GIVEN TASK:
Reproduce the lines verbatim, from the line that contains "Task: tag the bird's" through the line that contains "x=215, y=217", both included.

— start of DATASET CONTENT —

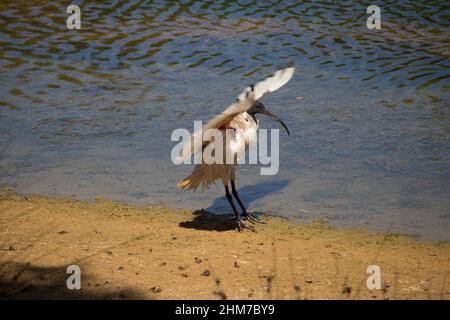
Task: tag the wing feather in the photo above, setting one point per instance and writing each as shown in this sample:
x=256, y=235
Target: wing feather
x=243, y=102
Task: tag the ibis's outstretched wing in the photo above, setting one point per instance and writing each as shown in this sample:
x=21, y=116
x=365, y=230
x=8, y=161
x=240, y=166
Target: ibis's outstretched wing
x=243, y=102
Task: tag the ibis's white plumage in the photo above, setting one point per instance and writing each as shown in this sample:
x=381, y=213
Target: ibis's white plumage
x=244, y=126
x=243, y=102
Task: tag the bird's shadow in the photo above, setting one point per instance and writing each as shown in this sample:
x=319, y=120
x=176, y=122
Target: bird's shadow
x=215, y=217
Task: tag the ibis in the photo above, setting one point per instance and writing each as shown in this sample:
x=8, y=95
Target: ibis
x=239, y=119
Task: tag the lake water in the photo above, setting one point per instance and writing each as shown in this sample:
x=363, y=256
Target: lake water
x=90, y=112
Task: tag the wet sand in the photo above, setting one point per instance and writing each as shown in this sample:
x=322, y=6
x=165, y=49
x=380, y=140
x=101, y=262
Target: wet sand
x=158, y=253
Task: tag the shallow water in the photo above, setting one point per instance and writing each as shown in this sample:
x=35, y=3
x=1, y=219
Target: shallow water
x=90, y=112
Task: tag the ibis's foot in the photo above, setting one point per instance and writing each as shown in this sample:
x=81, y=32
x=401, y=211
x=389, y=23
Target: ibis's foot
x=252, y=218
x=241, y=226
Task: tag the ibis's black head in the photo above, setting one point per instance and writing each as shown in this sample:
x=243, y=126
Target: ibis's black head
x=258, y=107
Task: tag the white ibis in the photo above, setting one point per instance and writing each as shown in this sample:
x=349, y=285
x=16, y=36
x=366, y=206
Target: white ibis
x=239, y=119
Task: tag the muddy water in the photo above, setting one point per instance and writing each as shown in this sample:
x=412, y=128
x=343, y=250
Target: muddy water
x=90, y=112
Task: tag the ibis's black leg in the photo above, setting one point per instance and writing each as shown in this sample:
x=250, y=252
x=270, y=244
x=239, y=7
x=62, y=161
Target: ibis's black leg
x=249, y=216
x=239, y=222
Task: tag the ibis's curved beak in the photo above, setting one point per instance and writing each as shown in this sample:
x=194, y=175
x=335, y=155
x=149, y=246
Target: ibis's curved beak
x=270, y=114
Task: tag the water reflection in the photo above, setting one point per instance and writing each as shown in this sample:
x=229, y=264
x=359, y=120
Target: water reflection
x=369, y=108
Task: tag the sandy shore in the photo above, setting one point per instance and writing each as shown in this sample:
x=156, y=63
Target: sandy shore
x=158, y=253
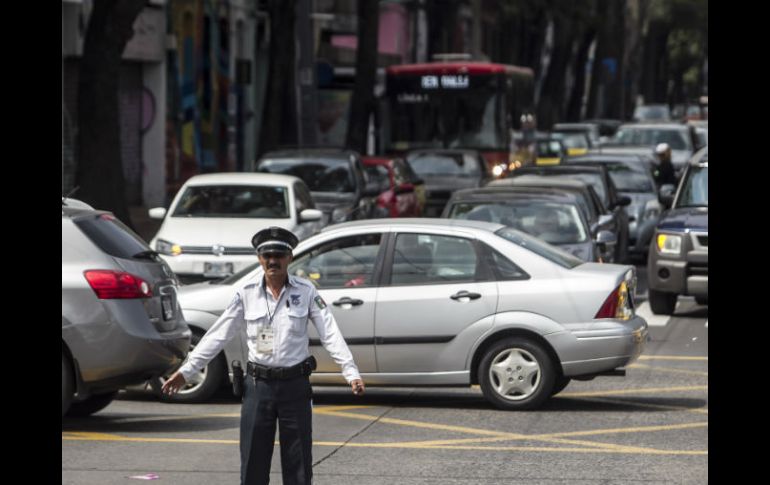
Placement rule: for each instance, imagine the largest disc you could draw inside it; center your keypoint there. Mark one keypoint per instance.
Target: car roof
(417, 222)
(242, 178)
(443, 151)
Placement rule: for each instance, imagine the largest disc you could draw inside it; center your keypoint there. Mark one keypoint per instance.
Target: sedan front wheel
(516, 374)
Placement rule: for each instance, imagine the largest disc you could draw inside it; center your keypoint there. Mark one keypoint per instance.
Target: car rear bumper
(688, 277)
(195, 264)
(600, 346)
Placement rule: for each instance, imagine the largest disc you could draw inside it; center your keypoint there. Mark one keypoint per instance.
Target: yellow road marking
(668, 369)
(671, 357)
(621, 392)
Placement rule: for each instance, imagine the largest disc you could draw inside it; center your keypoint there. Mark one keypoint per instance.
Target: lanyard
(277, 304)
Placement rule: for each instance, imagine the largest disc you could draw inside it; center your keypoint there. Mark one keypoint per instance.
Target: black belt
(259, 371)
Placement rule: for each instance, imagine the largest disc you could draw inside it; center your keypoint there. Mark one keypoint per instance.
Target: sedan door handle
(348, 301)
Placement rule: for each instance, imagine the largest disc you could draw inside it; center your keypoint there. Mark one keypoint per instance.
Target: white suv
(207, 231)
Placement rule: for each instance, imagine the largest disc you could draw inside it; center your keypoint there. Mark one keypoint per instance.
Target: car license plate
(167, 307)
(217, 269)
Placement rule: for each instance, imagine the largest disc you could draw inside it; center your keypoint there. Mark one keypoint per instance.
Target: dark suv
(678, 260)
(337, 180)
(121, 322)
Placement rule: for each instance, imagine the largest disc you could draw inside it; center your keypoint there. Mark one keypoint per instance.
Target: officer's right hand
(173, 384)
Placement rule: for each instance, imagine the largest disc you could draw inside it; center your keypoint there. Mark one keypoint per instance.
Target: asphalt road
(648, 427)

— end of DATASET CONTENT —

ANSWER FOR THE TASK:
Task: tag the bird's shadow in the photo above, setting one point per instance and writing each as shown in this sample:
x=319, y=120
x=176, y=122
Target: bird's shadow
x=215, y=217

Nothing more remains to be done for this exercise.